▶ PROBLEM TO SOLVE
Rewrite the rows below, replacing each occurrence of "put a pin" with "place a marker" and leaving everything else unchanged. Omit the pictures from the rewritten version.
++++
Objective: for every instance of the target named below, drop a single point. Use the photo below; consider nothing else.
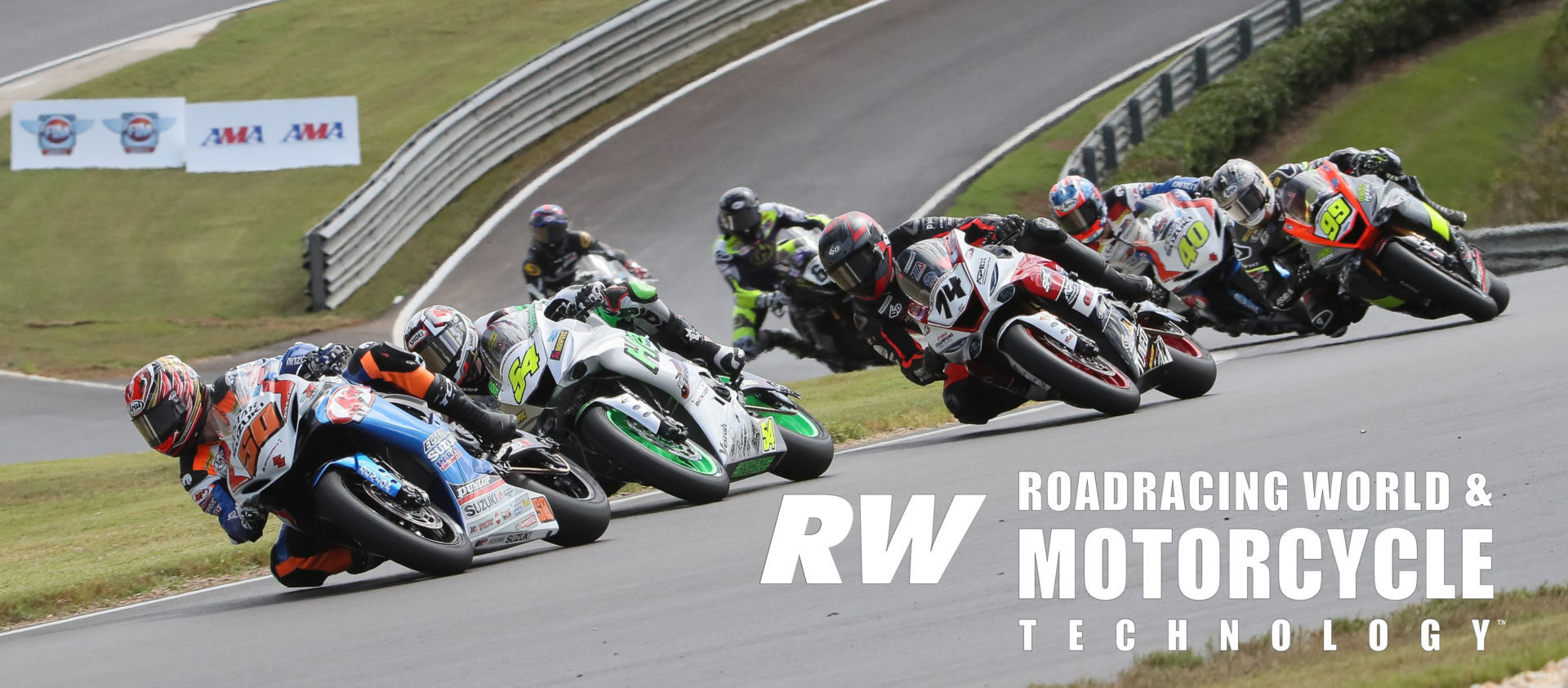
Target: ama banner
(261, 135)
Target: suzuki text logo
(57, 133)
(138, 132)
(314, 132)
(234, 135)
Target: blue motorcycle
(383, 474)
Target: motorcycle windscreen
(920, 268)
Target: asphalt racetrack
(671, 594)
(874, 114)
(38, 32)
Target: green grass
(206, 266)
(203, 264)
(1021, 181)
(1457, 118)
(872, 401)
(1535, 633)
(83, 534)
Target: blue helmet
(1080, 210)
(549, 225)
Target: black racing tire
(1192, 369)
(1404, 266)
(1111, 391)
(581, 507)
(806, 457)
(359, 512)
(1498, 290)
(651, 469)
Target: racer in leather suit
(745, 257)
(446, 336)
(860, 257)
(1263, 247)
(298, 560)
(1094, 217)
(552, 257)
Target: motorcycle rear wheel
(1192, 369)
(1109, 389)
(654, 461)
(808, 445)
(427, 541)
(582, 512)
(1404, 266)
(1498, 290)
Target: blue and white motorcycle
(383, 474)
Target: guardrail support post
(1107, 135)
(315, 261)
(1136, 121)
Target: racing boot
(783, 339)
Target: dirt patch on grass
(1294, 132)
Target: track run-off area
(872, 114)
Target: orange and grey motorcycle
(1383, 245)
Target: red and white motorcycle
(1070, 341)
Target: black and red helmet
(855, 251)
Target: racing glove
(924, 367)
(772, 300)
(487, 425)
(1129, 288)
(1382, 162)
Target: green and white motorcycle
(630, 411)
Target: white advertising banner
(127, 133)
(259, 135)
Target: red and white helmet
(446, 339)
(168, 404)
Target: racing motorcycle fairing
(333, 425)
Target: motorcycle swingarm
(371, 471)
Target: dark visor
(1079, 221)
(858, 273)
(160, 422)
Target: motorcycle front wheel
(1192, 369)
(582, 512)
(679, 469)
(1402, 264)
(1080, 382)
(808, 445)
(424, 539)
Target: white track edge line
(549, 174)
(132, 607)
(1051, 119)
(124, 41)
(80, 382)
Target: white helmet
(1245, 193)
(446, 339)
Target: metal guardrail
(1523, 248)
(1174, 87)
(455, 150)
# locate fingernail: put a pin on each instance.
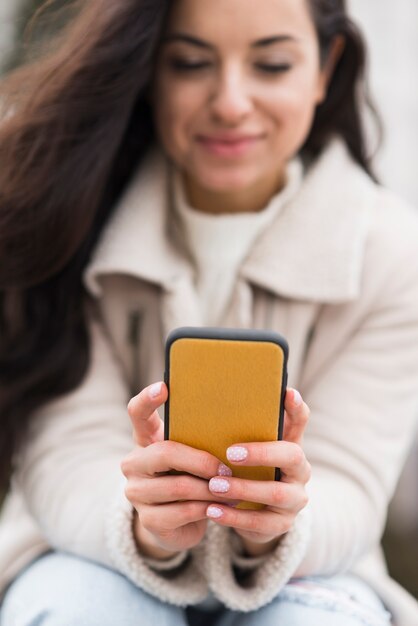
(219, 485)
(155, 390)
(224, 470)
(297, 398)
(214, 511)
(236, 453)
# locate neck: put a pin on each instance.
(248, 200)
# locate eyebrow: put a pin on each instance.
(200, 43)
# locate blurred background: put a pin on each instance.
(391, 32)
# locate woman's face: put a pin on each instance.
(235, 89)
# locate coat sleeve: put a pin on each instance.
(363, 398)
(69, 474)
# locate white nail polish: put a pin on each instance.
(155, 390)
(236, 453)
(214, 511)
(224, 470)
(219, 485)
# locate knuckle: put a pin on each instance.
(304, 499)
(208, 465)
(180, 487)
(126, 465)
(287, 523)
(253, 522)
(297, 456)
(132, 493)
(263, 454)
(161, 451)
(278, 496)
(147, 519)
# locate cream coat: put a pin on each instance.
(337, 274)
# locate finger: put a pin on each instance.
++++
▶ ANSWER TO THE EXERCISE
Objective: for every instance of the target named below, drop a single point. Use the photo below; consider nothing else.
Target: ama banner
(261, 135)
Target: suzuki text logo
(57, 133)
(138, 132)
(314, 132)
(234, 135)
Target: blue motorcycle
(383, 474)
Target: motorcycle windscreen
(920, 268)
Target: asphalt racetrack
(671, 594)
(874, 114)
(38, 32)
Target: green grass
(206, 266)
(203, 264)
(1021, 181)
(1457, 118)
(872, 401)
(1535, 633)
(83, 534)
Target: blue helmet
(1080, 210)
(549, 225)
Target: black racing tire
(1192, 369)
(1404, 266)
(1111, 391)
(581, 507)
(806, 457)
(359, 512)
(1498, 290)
(651, 469)
Target: racer in leather suit
(745, 257)
(446, 336)
(860, 257)
(1263, 247)
(298, 560)
(1094, 217)
(552, 257)
Target: motorcycle rear wheel
(1192, 369)
(1109, 389)
(654, 461)
(808, 445)
(427, 541)
(582, 512)
(1404, 266)
(1498, 290)
Target: blue and white motorcycle
(383, 474)
Target: guardrail support post
(1107, 135)
(315, 261)
(1136, 121)
Target: racing boot
(783, 339)
Target: dirt patch on grass
(1294, 132)
Target: track run-off area
(872, 114)
Target: orange and grey motorcycle
(1383, 245)
Target: red and white motorcycle
(1070, 341)
Target: black and red helmet
(855, 251)
Target: racing glove
(924, 367)
(772, 300)
(487, 425)
(1129, 288)
(1382, 162)
Target: green and white motorcycle
(630, 411)
Target: white advertising banner
(127, 133)
(259, 135)
Target: red and white helmet
(446, 339)
(168, 404)
Target: racing motorcycle fairing
(333, 425)
Target: motorcycle swingarm
(371, 471)
Target: dark visor
(1079, 221)
(858, 273)
(160, 422)
Target: motorcycle front wheel
(1192, 369)
(582, 512)
(679, 469)
(1402, 264)
(1080, 382)
(808, 445)
(424, 539)
Target: white track edge line
(549, 174)
(132, 607)
(1051, 119)
(124, 41)
(80, 382)
Target: white helmet
(1245, 193)
(446, 339)
Target: metal guardrail
(1523, 248)
(1174, 87)
(455, 150)
# locate fingernail: place a marker on each instance.
(219, 485)
(155, 390)
(224, 470)
(297, 398)
(214, 511)
(236, 453)
# locate neck: place a marker on each instance.
(248, 200)
# locate eyebrow: place a marker on each instance.
(200, 43)
# locate blurred background: place a marker on each instance.
(391, 32)
# locate woman's face: place a marker on each instance.
(235, 89)
# locate coat sleeve: place a marker on each instance.
(363, 398)
(69, 474)
# locate white nail polish: place a marker on each instance.
(155, 390)
(236, 453)
(214, 511)
(224, 470)
(219, 485)
# locate knuckle: place a marker on each instance.
(304, 499)
(208, 465)
(180, 487)
(126, 465)
(287, 523)
(253, 522)
(297, 456)
(132, 493)
(263, 454)
(161, 451)
(278, 496)
(147, 519)
# locate cream coat: place a marker on each instance.
(337, 274)
# locate finger: place a marker on each instance.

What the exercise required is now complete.